Excerpts from point annotation data

"""

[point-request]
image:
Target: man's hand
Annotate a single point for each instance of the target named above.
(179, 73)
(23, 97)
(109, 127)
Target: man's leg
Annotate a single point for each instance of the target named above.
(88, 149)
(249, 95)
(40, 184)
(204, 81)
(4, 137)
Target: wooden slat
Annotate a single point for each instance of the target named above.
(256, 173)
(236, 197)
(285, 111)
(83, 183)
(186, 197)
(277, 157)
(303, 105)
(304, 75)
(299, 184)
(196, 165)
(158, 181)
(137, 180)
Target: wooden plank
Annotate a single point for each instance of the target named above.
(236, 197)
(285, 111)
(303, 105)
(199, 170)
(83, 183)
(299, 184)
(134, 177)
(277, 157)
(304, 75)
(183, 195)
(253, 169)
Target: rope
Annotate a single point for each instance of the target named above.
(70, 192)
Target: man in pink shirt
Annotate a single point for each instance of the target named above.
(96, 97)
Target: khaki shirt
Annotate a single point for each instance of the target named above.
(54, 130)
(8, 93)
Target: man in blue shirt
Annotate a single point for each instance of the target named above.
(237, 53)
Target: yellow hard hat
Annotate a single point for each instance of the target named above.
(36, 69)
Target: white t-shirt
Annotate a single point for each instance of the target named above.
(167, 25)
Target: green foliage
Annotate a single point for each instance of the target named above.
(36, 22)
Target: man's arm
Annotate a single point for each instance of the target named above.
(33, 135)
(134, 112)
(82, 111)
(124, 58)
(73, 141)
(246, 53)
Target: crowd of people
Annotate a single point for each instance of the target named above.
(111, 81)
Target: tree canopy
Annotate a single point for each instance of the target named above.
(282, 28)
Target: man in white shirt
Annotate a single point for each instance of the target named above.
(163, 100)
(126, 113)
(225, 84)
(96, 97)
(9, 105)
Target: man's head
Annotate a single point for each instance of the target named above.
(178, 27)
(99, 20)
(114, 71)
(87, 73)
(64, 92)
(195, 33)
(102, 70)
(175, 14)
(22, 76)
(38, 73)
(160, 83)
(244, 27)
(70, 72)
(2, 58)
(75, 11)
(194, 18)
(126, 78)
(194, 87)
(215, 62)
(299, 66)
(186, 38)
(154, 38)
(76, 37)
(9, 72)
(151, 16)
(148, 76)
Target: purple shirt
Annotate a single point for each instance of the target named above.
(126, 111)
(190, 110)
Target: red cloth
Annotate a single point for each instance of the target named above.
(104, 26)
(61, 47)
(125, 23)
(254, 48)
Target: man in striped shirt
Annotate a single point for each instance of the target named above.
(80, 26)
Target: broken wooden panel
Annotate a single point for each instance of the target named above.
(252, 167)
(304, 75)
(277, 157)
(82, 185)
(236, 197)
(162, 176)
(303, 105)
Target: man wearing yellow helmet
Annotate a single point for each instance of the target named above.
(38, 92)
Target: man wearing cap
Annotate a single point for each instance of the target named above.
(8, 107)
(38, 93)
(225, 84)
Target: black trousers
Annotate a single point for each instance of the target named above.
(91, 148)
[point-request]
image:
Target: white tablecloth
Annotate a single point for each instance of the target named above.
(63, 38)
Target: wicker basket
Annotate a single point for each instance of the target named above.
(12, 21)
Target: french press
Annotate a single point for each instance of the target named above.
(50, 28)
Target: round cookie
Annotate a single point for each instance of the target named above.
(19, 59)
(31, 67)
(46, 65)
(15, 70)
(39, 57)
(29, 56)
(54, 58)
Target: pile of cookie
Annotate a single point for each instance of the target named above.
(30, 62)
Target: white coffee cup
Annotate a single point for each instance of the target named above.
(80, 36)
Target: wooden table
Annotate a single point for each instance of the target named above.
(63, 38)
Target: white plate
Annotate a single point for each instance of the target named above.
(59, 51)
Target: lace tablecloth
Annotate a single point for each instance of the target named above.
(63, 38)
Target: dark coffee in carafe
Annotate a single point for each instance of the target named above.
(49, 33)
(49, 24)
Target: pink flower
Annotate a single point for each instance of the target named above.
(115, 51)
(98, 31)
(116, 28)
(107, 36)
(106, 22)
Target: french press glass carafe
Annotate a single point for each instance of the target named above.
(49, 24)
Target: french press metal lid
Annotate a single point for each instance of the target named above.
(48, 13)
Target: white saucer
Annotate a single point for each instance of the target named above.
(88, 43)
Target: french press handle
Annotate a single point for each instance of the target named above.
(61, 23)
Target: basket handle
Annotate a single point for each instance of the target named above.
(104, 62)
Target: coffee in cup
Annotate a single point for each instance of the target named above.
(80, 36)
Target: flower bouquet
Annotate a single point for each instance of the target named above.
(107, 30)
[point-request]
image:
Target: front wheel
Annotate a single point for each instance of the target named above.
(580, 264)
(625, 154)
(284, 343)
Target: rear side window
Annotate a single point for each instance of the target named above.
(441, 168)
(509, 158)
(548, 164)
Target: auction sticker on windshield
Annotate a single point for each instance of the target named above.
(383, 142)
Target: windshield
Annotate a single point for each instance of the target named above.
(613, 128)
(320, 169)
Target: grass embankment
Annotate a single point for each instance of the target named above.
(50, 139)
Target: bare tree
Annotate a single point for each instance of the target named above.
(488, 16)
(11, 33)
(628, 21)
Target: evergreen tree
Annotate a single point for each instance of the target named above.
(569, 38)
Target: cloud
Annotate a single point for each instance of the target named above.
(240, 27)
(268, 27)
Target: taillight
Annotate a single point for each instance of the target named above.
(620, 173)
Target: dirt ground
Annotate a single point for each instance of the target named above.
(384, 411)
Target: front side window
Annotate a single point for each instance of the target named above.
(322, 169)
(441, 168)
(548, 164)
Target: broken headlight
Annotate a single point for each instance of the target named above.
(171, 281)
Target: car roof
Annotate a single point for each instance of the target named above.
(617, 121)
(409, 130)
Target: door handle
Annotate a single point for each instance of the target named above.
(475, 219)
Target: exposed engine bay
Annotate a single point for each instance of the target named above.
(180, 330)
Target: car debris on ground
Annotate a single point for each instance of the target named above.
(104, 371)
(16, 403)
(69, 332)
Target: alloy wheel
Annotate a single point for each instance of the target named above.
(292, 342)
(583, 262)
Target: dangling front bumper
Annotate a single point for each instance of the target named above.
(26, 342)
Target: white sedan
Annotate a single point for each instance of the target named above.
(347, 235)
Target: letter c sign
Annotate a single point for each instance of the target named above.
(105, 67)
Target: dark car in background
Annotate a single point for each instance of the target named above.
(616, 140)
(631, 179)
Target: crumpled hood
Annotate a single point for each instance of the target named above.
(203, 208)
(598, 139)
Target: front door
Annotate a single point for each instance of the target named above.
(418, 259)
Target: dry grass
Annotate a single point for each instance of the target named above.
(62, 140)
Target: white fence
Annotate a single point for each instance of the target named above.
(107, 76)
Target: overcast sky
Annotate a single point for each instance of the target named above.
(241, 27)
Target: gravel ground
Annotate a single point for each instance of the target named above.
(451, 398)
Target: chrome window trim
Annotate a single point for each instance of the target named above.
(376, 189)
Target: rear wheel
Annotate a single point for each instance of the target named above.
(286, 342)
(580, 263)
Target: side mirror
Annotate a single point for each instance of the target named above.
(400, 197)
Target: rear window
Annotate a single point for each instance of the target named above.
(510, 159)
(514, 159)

"""

▶ _Description of the task_:
The lines to quote run from the one containing "Target: letter c sign" through the final line of the material above; please give them exactly, both ends included, and nothing else.

▶ _Complete response_:
Target: letter c sign
Annotate a single point for each instance of the target named above.
(105, 67)
Target: dark car in background
Annotate a single point for each instance of the target named above.
(616, 140)
(631, 179)
Target: crumpled hood
Annotate a single point for each instance of the target named above.
(203, 208)
(598, 139)
Target: front door
Annotate a single point for each instance of the target named above.
(418, 259)
Target: dry grass
Annotate a single point for each instance of the target named above.
(62, 140)
Target: white fence
Annotate a single point for each instance of the target named above.
(107, 76)
Target: overcast sky
Annotate a single point for each instance of the target named above.
(241, 27)
Target: gravel ground
Annotate a single point for each instance of the target named above.
(451, 398)
Target: chrome window trim
Annotate a single point for each instance of the target named above.
(376, 189)
Target: rear wheel
Annotate a single point for each instance of the target named above.
(286, 342)
(580, 263)
Target: side mirror
Annotate a single point for each instance of the target named above.
(400, 197)
Target: rear window
Annotate a single point for each instance of the target named above.
(510, 159)
(514, 159)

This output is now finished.